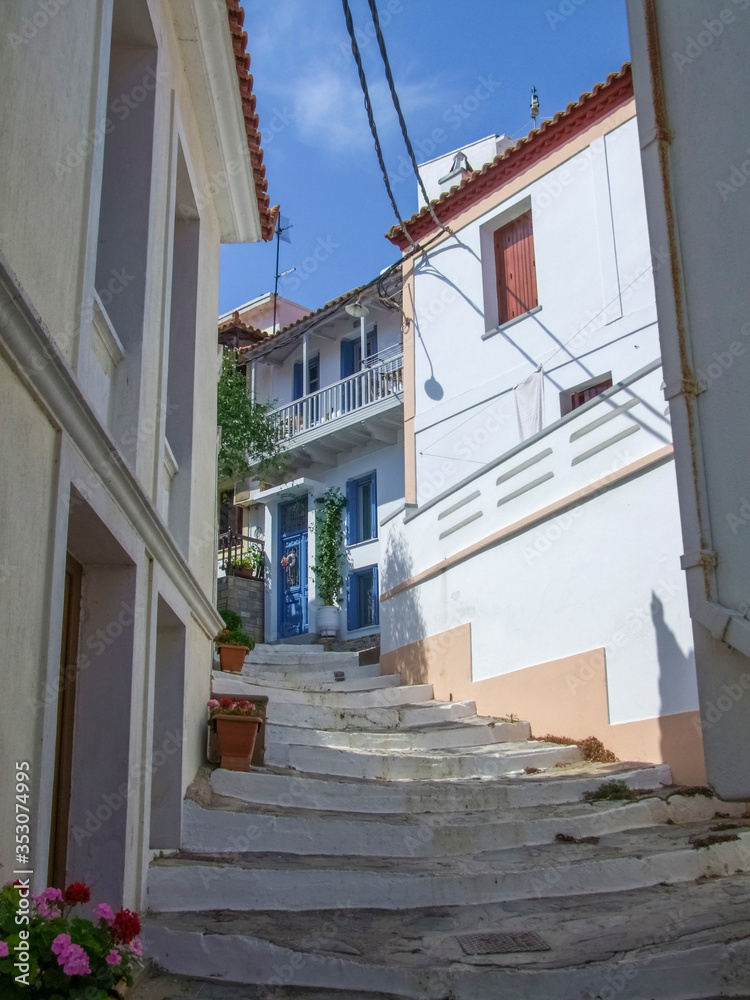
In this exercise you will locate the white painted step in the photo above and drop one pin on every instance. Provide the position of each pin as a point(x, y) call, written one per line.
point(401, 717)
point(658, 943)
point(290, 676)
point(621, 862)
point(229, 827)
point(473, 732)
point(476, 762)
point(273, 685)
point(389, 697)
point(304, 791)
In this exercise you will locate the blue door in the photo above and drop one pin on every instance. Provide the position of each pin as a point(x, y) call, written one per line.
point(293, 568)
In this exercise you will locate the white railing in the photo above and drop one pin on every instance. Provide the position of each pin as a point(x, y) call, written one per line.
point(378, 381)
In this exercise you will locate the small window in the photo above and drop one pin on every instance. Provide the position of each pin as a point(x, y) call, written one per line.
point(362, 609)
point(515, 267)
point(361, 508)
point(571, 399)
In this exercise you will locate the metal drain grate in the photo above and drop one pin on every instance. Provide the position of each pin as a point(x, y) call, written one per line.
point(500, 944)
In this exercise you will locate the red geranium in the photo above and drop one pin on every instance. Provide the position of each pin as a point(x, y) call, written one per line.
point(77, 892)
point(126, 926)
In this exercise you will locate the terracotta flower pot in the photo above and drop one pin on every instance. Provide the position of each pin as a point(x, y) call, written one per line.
^^^^^^^^^^^^^^^^
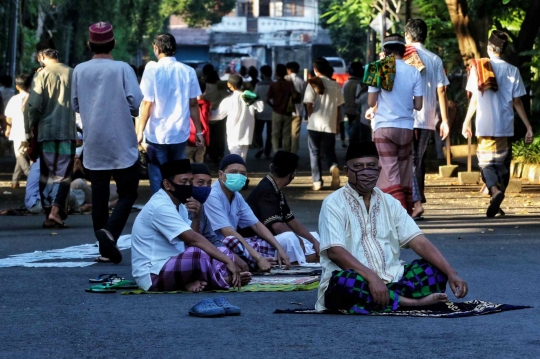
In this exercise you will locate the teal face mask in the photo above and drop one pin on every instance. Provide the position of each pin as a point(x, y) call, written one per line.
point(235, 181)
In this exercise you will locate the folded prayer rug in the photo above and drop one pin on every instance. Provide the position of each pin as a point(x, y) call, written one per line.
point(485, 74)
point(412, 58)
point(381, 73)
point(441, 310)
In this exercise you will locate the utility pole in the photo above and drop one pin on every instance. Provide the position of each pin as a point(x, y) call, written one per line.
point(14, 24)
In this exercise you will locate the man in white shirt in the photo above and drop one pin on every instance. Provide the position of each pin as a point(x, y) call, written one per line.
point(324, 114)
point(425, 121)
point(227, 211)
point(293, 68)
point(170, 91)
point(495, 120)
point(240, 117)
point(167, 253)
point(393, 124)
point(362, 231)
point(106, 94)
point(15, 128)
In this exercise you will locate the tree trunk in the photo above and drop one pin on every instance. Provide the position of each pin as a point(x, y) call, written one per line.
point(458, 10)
^^^^^^^^^^^^^^^^
WHAT TO DO = Above are the entries. Output exactly the lines beginning with the line that has "In this exercise you will locate the white painted" and ending with the line that has "In this exercise you will locate the terracotta".

TASK RESULT =
In this exercise you will locate the white painted step in the photo above and drop one pin on every instance. Provide the position of each pin as a point(x, y) call, written one per line.
point(401, 717)
point(658, 943)
point(290, 676)
point(621, 862)
point(229, 827)
point(473, 732)
point(476, 762)
point(273, 685)
point(389, 697)
point(304, 791)
In this exercise you will locate the blue door in the photo above and drop one pin on every instance. Provide the position of each pin as a point(x, y) call, written one per line.
point(293, 568)
In this exercise you will locate the white railing in the photo above and drop one pin on every instance. Provide the position of each pin as a point(x, y) call, written one per line.
point(378, 381)
In this exercise you will locate the small window in the photo above and drop one pin on every instance. Provide the position of each pin as a point(x, y) call, written one per line.
point(362, 609)
point(515, 267)
point(361, 508)
point(571, 399)
In this exercise you will locate the metal drain grate in the photo above and drop one pin on every instance. Provide the position of each pin as a point(x, y) call, written one per line.
point(500, 944)
In this exercise you will locate the red geranium in the photo above and drop one pin on every instance. Provide the position of each pin as a point(x, y) call, written one per line.
point(77, 892)
point(126, 926)
In this exercise you will locate the terracotta flower pot in the photo above and drop one pin on every instance. Provide the position of each pin as a point(x, y) call, written one per line.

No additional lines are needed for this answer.